Convert the listing below into a JSON array of strings, with one string for each line and no blank lines.

Contour labeling entries:
-------
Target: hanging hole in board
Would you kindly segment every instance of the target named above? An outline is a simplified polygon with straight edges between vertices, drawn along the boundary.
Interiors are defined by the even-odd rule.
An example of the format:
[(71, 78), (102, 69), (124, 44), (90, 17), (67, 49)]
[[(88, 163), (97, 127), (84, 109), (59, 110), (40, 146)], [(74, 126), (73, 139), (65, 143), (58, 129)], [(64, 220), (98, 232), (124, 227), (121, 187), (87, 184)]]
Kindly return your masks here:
-------
ANSWER TO THE PROBLEM —
[
  "Target: hanging hole in board",
  "Would you kindly segment every instance of the target named above? An outline is a simplified polygon with straight edges between vertices, drawn along the boundary.",
  "Interiors are defined by the even-odd rule.",
  "An example of the format:",
  "[(71, 78), (102, 69), (124, 44), (90, 17), (67, 49)]",
  "[[(88, 163), (97, 127), (84, 109), (59, 110), (40, 146)], [(74, 126), (73, 139), (65, 143), (58, 129)], [(64, 220), (98, 232), (124, 227), (121, 187), (87, 184)]]",
  "Kindly return your masks here:"
]